WRITTEN INSTRUCTION: Put every line of the listing below into a Markdown table with the columns "Number" and "Line," numbering the rows in order and omitting blank lines.

RAW DATA:
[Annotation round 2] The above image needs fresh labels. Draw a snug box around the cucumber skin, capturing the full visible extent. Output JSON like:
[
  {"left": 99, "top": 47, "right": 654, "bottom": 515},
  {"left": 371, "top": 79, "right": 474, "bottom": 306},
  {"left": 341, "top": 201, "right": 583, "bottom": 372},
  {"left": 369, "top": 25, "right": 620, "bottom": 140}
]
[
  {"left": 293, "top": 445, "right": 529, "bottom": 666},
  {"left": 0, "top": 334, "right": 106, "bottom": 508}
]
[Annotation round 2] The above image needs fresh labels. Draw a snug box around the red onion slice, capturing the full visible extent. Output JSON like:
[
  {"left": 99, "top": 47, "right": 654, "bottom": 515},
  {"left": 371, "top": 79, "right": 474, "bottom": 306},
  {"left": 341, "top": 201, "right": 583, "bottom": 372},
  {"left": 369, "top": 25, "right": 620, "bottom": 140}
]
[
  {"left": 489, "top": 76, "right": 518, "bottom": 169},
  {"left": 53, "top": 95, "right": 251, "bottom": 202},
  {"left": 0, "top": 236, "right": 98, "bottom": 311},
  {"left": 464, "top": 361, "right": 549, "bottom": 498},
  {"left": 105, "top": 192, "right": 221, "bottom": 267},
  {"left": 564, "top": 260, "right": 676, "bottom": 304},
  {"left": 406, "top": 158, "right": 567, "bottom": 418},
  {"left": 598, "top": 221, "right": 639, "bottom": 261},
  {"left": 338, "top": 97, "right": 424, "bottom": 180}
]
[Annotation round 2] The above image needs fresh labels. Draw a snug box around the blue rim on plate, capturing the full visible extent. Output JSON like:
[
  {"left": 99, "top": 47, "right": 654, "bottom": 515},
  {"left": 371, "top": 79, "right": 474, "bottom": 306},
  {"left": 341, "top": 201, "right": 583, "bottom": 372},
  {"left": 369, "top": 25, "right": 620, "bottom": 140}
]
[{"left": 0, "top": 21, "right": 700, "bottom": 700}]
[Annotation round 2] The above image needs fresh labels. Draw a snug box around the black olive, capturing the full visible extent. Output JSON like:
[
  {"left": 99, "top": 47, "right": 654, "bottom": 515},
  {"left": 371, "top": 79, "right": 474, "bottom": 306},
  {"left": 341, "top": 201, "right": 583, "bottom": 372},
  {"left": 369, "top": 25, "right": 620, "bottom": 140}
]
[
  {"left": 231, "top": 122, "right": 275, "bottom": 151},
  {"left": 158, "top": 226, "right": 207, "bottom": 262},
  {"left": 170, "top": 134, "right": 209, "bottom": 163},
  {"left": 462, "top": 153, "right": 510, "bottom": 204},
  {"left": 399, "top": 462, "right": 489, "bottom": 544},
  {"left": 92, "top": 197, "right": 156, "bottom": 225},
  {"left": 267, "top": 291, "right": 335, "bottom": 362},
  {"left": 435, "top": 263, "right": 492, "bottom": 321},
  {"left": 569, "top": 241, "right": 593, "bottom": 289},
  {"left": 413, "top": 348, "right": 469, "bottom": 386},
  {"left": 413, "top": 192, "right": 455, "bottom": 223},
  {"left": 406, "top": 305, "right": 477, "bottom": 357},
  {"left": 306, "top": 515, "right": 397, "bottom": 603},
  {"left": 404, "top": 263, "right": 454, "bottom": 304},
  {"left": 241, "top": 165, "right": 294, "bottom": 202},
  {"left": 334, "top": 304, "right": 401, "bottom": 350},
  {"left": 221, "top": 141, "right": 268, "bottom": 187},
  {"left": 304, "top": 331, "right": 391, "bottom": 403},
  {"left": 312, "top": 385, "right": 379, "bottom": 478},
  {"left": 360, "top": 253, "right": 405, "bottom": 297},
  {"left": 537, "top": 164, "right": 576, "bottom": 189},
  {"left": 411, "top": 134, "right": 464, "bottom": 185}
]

RESULT FOR THIS TASK:
| Number | Line |
|---|---|
| 1 | [Annotation round 2] The above image needs fresh labels. Draw a snug box around the cucumber skin, capturing the full visible extent. Output JSON like: |
| 2 | [ |
| 3 |   {"left": 99, "top": 47, "right": 654, "bottom": 515}, |
| 4 |   {"left": 371, "top": 79, "right": 474, "bottom": 306}, |
| 5 |   {"left": 341, "top": 201, "right": 583, "bottom": 372}, |
| 6 |   {"left": 369, "top": 25, "right": 620, "bottom": 140} |
| 7 | ] |
| 8 | [ |
| 9 |   {"left": 293, "top": 445, "right": 529, "bottom": 666}, |
| 10 |   {"left": 0, "top": 334, "right": 106, "bottom": 508} |
| 11 | ] |
| 12 | [Annotation round 2] The above image needs fresh labels. Draw a snug box around the red onion slice, capturing the full visible extent. Output JSON like: |
| 13 | [ |
| 14 |   {"left": 99, "top": 47, "right": 654, "bottom": 515}, |
| 15 |   {"left": 371, "top": 79, "right": 474, "bottom": 306}, |
| 16 |   {"left": 341, "top": 201, "right": 583, "bottom": 372}, |
| 17 |   {"left": 369, "top": 25, "right": 620, "bottom": 140} |
| 18 | ] |
| 19 | [ |
| 20 |   {"left": 489, "top": 76, "right": 518, "bottom": 169}, |
| 21 |   {"left": 53, "top": 95, "right": 251, "bottom": 202}, |
| 22 |   {"left": 0, "top": 236, "right": 98, "bottom": 311}, |
| 23 |   {"left": 464, "top": 361, "right": 549, "bottom": 498}, |
| 24 |   {"left": 105, "top": 192, "right": 221, "bottom": 267}, |
| 25 |   {"left": 564, "top": 260, "right": 676, "bottom": 304}, |
| 26 |   {"left": 406, "top": 158, "right": 567, "bottom": 418}, |
| 27 |   {"left": 598, "top": 221, "right": 639, "bottom": 261}, |
| 28 |   {"left": 338, "top": 97, "right": 424, "bottom": 180} |
| 29 | ] |
| 30 | [Annotation round 2] The above image needs fresh labels. Draw a snug box around the blue rim on plate, capturing the full visible extent. Output JSON like: |
| 31 | [ |
| 32 |   {"left": 99, "top": 47, "right": 654, "bottom": 515}, |
| 33 |   {"left": 371, "top": 79, "right": 474, "bottom": 306}, |
| 34 |   {"left": 341, "top": 201, "right": 583, "bottom": 372}, |
| 35 |   {"left": 369, "top": 25, "right": 620, "bottom": 140} |
| 36 | ] |
| 37 | [{"left": 0, "top": 21, "right": 700, "bottom": 700}] |
| 38 | [Annotation round 2] The above image needs fresh labels. Draw a snug box around the black olive, capturing the full visible extent. Output JSON like: |
| 39 | [ |
| 40 |   {"left": 99, "top": 47, "right": 654, "bottom": 515}, |
| 41 |   {"left": 371, "top": 79, "right": 474, "bottom": 306}, |
| 42 |   {"left": 341, "top": 201, "right": 583, "bottom": 372}, |
| 43 |   {"left": 369, "top": 25, "right": 620, "bottom": 140} |
| 44 | ] |
| 45 | [ |
| 46 |   {"left": 231, "top": 122, "right": 275, "bottom": 151}, |
| 47 |   {"left": 158, "top": 226, "right": 207, "bottom": 262}, |
| 48 |   {"left": 170, "top": 134, "right": 209, "bottom": 163}, |
| 49 |   {"left": 462, "top": 153, "right": 510, "bottom": 204}, |
| 50 |   {"left": 399, "top": 462, "right": 489, "bottom": 544}, |
| 51 |   {"left": 92, "top": 197, "right": 156, "bottom": 225}, |
| 52 |   {"left": 267, "top": 291, "right": 335, "bottom": 362}, |
| 53 |   {"left": 435, "top": 263, "right": 492, "bottom": 321}, |
| 54 |   {"left": 569, "top": 241, "right": 593, "bottom": 289}, |
| 55 |   {"left": 413, "top": 348, "right": 469, "bottom": 386}, |
| 56 |   {"left": 413, "top": 192, "right": 455, "bottom": 223}, |
| 57 |   {"left": 406, "top": 305, "right": 477, "bottom": 357}, |
| 58 |   {"left": 306, "top": 515, "right": 397, "bottom": 603}, |
| 59 |   {"left": 404, "top": 263, "right": 454, "bottom": 304}, |
| 60 |   {"left": 241, "top": 165, "right": 294, "bottom": 202}, |
| 61 |   {"left": 334, "top": 304, "right": 401, "bottom": 350}, |
| 62 |   {"left": 221, "top": 141, "right": 268, "bottom": 187}, |
| 63 |   {"left": 304, "top": 331, "right": 391, "bottom": 403}, |
| 64 |   {"left": 312, "top": 385, "right": 379, "bottom": 478}, |
| 65 |   {"left": 360, "top": 253, "right": 405, "bottom": 297}, |
| 66 |   {"left": 537, "top": 164, "right": 576, "bottom": 189}, |
| 67 |   {"left": 411, "top": 134, "right": 464, "bottom": 185} |
| 68 | ] |